Описание задания:
Перескажите короче в виде списка абзац отрывка, который начинается словами «Нет смысла перечислять всех», и сохраните его основные факты.

Отрывок:
☆ ☆ ☆ ☆

Нечастый случай в нашей практике – о литературном произведении говорить меньше, чем о событии, его породившем. Но 14 век – особая песня. На территории тогдашнего евразийского пространства происходили тектонические сдвиги.
В середине столетия начинает сыпаться Орда. Внутри этого, казалось бы – монументального сооружения – завелась разруха. Только по данным русских летописей – 12 ханов за 25 лет! Позолоченный трон Бату успевали потрогать задницей до трех претендентов за год. И ужас, поселенный ордынскими нашествиями в душах вассалов, начал постепенно уходить.
Поскольку «селекцию», проводившуюся ханами в среде перспективных русских политиков, продолжать было некогда, масштаб личности последних вырос очень значительно.
Нет смысла перечислять всех – назовем главного. Дмитрий Донской. На престоле – с 8 лет, в походах – с 11. В 60–70-х годах поломал хребет главным русским конкурентам – нижегородскому и тверскому, трижды отбивал доходившую до Москвы Литву, дважды – непобедимых ранее татар. В 29 лет – он в зените славы: после 140 годин позора добыта независимость Родины, Литва предлагает союз, но… Всего два года спустя Орда, еще способная выбрасывать на театр военных действий армию за армией, вновь у ворот русской столицы. Москва сожжена, Дмитрий – не от страха, от бессилия – бежит на север.

☆ ☆ ☆ ☆

Набор данных:
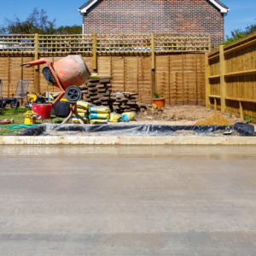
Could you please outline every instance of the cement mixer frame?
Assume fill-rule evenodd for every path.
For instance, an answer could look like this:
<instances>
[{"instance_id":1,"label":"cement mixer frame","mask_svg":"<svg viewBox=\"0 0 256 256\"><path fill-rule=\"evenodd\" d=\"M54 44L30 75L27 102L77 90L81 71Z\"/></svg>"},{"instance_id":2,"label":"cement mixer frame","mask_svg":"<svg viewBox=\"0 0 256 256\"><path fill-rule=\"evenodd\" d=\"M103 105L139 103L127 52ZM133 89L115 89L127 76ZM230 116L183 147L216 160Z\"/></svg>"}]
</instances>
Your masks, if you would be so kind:
<instances>
[{"instance_id":1,"label":"cement mixer frame","mask_svg":"<svg viewBox=\"0 0 256 256\"><path fill-rule=\"evenodd\" d=\"M74 58L74 56L75 57L77 57L77 56L80 57L80 55L69 55L66 58L68 58L68 57ZM65 58L63 58L61 60L64 60L64 59ZM49 59L46 59L46 58L32 61L30 61L30 62L26 62L26 63L22 63L20 66L26 66L26 67L32 67L32 66L38 66L38 65L46 64L47 67L43 68L43 74L44 74L45 79L47 81L50 82L53 84L53 86L58 87L61 90L61 94L53 102L53 104L60 102L61 99L64 96L65 96L66 99L70 102L69 115L63 120L62 124L67 123L68 120L73 115L76 116L76 118L79 119L79 121L81 124L84 124L86 122L86 120L84 119L83 119L77 112L77 103L76 102L79 102L82 97L81 90L80 90L80 88L79 88L77 86L77 85L80 85L80 84L70 84L70 82L65 81L65 80L64 80L65 83L61 83L61 79L60 79L60 73L62 72L62 70L64 70L64 73L66 72L65 74L67 74L67 73L68 73L68 71L67 71L67 65L66 65L66 67L62 67L63 65L61 64L61 61L56 62L56 63L58 63L58 62L61 63L61 65L59 65L60 67L59 67L59 75L57 74L52 61ZM81 75L79 76L79 73L78 73L78 79L76 79L77 78L74 78L75 80L78 81L78 84L81 84L82 82L84 83L85 80L87 80L87 79L90 75L90 73L88 70L88 68L87 68L84 62L84 67L86 69L85 70L85 75L81 77ZM73 68L73 67L70 67L70 68ZM62 79L62 81L63 81L63 79Z\"/></svg>"}]
</instances>

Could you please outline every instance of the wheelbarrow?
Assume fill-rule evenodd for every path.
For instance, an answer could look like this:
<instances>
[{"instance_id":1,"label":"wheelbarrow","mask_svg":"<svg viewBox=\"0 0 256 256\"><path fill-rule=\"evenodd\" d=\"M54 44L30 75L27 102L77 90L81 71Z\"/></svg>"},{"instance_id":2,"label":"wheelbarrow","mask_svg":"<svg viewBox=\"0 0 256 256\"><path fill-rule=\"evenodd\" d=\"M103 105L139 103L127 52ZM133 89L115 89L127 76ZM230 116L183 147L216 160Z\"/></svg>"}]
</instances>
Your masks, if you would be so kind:
<instances>
[{"instance_id":1,"label":"wheelbarrow","mask_svg":"<svg viewBox=\"0 0 256 256\"><path fill-rule=\"evenodd\" d=\"M37 65L47 64L44 67L42 73L45 79L50 82L53 86L58 87L61 90L61 94L53 102L53 104L61 101L65 96L65 98L70 102L70 113L63 124L67 123L73 115L75 115L81 124L85 122L77 113L77 104L82 97L82 91L79 85L83 84L90 76L90 73L86 67L81 55L67 55L61 59L55 64L49 59L40 59L27 63L23 63L21 66L30 67Z\"/></svg>"}]
</instances>

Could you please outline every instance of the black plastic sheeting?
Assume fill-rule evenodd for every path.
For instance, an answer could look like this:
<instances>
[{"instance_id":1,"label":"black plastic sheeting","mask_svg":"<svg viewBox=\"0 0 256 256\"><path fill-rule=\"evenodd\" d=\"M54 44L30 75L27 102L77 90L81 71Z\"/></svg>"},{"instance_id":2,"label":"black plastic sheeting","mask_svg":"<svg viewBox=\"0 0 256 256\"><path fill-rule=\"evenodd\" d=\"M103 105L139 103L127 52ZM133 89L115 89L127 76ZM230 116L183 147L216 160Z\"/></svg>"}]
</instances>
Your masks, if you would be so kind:
<instances>
[{"instance_id":1,"label":"black plastic sheeting","mask_svg":"<svg viewBox=\"0 0 256 256\"><path fill-rule=\"evenodd\" d=\"M234 125L50 125L44 124L20 131L18 136L63 136L63 132L73 131L90 136L175 136L177 131L193 131L199 136L209 136L211 132L236 131L241 137L256 137L254 127L244 123ZM60 134L58 134L60 132ZM218 135L210 135L218 136ZM232 135L231 135L232 136Z\"/></svg>"}]
</instances>

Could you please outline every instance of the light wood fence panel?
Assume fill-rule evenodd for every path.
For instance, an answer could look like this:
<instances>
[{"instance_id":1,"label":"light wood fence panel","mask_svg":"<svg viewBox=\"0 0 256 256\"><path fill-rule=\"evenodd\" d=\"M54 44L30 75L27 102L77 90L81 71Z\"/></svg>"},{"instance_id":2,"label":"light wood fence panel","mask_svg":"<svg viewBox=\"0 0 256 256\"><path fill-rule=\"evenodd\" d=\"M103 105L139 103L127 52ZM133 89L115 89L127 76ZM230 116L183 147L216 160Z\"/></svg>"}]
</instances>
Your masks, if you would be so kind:
<instances>
[{"instance_id":1,"label":"light wood fence panel","mask_svg":"<svg viewBox=\"0 0 256 256\"><path fill-rule=\"evenodd\" d=\"M256 32L209 54L207 65L208 107L240 113L241 118L250 116L255 120Z\"/></svg>"},{"instance_id":2,"label":"light wood fence panel","mask_svg":"<svg viewBox=\"0 0 256 256\"><path fill-rule=\"evenodd\" d=\"M90 72L113 77L113 91L137 92L145 103L158 92L166 104L203 104L209 43L207 34L0 35L3 96L15 92L19 79L30 81L30 92L58 91L42 74L45 65L38 72L20 65L81 54Z\"/></svg>"}]
</instances>

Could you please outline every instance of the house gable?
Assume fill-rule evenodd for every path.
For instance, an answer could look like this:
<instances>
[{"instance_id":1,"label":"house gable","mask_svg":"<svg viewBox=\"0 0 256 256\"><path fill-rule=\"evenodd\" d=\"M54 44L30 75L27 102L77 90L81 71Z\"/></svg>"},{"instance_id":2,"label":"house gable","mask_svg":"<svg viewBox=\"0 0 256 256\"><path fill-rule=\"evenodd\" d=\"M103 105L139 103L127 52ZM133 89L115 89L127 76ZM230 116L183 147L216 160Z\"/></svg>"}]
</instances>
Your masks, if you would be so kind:
<instances>
[{"instance_id":1,"label":"house gable","mask_svg":"<svg viewBox=\"0 0 256 256\"><path fill-rule=\"evenodd\" d=\"M81 6L79 9L79 11L81 15L86 14L87 11L91 8L94 4L96 4L99 0L89 0L86 3L84 3L83 6ZM224 4L223 4L218 0L207 0L209 1L213 6L215 6L221 14L227 14L230 10L228 7L226 7Z\"/></svg>"}]
</instances>

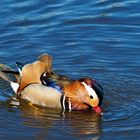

☆ ☆ ☆ ☆

Полное решение:
- Главным назван Дмитрий Донской.
- На престоле он с 8 лет, в походах с 11.
- В 60–70-х годах сломил главных русских конкурентов, нижегородского и тверского.
- Трижды отбивал Литву, доходившую до Москвы, и дважды отбивал непобедимых ранее татар.
- В 29 лет он в зените славы: после 140 годин позора добыта независимость Родины, Литва предлагает союз.
- Через два года Орда вновь у ворот Москвы.
- Москва сожжена, и Дмитрий не от страха, а от бессилия бежит на север.